▶ **TASK PROMPT**:
Using the email reply about QEMU below, decide whether each statement agrees with it. Answer yes or no for each, and quote the words from the reply that settle it.
(a) Emulators that saved translation state to disk could guarantee that the whole set of code was translated.
(b) In system emulation, one page could be shared between multiple different executables.
(c) In system mode, QEMU knows whether the binary being run is a safe static binary.

From: Dr. David Alan Gilbert
Subject: Re: [Qemu-devel] QEMU to generate host binary
Date: Tue, 30 Jun 2015 12:26:09 +0100
User-agent: Mutt/1.5.23 (2014-03-12)

* Ayaz Akram (address@hidden) wrote:
> Thanks for your answers. The thing that i still do not get is once we have
> host assembly code (output assembly log generated for compiled TBs ),
> should we still worry about problems like self modifying code and other
> dynamic conditions? Moreover, assuming static linking, will not this code
> be enough to generate .text section of an executable that could be run
> directly on host (if somehow other sections of that host executable can be
> generated, which is itself difficult) ?

It can certainly help, but you can still walk into a piece of code
that you've not previously translated, and a shared library for example
might change, and your code might change due to other things such as
randomisation of library loading addresses.

Various emulators in the past have dumped some part of the translation state
to disk in an attempt to save on costs when they next emulate the code;
others have tried to do background analysis to optimise the translated
code into a pretranslated blob - but they can never guarantee to get
the whole set of code translated; and that's even for a user-mode emulation
where at least you know which binary file you're trying to emulate.

In system emulation it's much more difficult because the emulator doesn't
have a view of which executable the page it's currently emulating corresponds
to; indeed that page could be shared between multiple different executables,
or in the opposite direction is often patched during runtime linking.

You say 'should we still worry about problems like self modifying code and other
dynamic conditions?' - well you hope that for most 'normal' programs that
self modification doesn't happen; but it keeps turning up even when you don't
expect it, e.g. loading/unloading of plugins or if you happen to be
emulating a JIT (such as qemu!).  And QEMU (especially in system mode)
doesn't know whether the binary that's being run is a nice safe friendly
static binary or something that's going to do some mad optimisation itself.

▶ **EXTRACTED ENTRIES**:
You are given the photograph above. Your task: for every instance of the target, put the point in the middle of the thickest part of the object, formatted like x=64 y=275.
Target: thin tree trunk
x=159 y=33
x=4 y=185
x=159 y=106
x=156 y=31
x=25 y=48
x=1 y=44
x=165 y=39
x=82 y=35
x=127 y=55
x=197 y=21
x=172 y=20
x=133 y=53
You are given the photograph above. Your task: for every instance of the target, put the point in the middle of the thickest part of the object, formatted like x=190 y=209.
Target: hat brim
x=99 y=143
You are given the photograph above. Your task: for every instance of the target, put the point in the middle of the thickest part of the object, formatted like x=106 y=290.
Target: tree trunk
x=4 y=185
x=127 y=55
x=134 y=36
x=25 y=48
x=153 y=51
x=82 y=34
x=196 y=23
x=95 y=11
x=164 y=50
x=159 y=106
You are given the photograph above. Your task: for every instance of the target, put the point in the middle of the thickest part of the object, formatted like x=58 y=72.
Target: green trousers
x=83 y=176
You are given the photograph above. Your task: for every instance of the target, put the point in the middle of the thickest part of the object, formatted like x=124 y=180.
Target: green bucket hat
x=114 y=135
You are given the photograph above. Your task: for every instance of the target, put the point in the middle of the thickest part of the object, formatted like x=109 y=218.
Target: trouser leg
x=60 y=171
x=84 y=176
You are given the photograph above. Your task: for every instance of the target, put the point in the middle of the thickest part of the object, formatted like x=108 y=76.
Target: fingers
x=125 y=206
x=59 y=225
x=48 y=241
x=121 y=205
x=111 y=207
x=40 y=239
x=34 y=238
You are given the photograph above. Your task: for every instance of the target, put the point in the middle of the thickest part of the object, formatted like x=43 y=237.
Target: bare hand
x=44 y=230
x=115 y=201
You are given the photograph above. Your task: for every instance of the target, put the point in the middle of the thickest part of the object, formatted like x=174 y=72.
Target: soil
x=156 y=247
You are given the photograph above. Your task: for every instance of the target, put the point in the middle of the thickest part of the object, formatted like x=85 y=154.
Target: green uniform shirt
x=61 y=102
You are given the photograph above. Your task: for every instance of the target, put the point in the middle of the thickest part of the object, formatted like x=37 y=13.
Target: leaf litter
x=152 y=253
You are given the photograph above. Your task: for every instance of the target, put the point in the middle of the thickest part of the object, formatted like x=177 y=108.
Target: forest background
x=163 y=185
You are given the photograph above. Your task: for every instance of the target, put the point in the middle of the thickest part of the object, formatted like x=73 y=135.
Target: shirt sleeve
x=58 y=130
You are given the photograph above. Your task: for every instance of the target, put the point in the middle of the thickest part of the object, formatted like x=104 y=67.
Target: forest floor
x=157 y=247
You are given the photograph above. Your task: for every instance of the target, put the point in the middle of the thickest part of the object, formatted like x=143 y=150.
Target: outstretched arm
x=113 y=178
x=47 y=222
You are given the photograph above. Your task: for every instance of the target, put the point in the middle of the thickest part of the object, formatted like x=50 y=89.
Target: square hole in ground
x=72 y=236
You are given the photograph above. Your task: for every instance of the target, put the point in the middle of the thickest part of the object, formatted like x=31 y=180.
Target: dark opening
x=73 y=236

▶ **SOLVED PROBLEM**:
(a) No: "they can never guarantee to get the whole set of code translated"
(b) Yes: "that page could be shared between multiple different executables"
(c) No: "doesn't know whether the binary that's being run is a nice safe friendly static binary"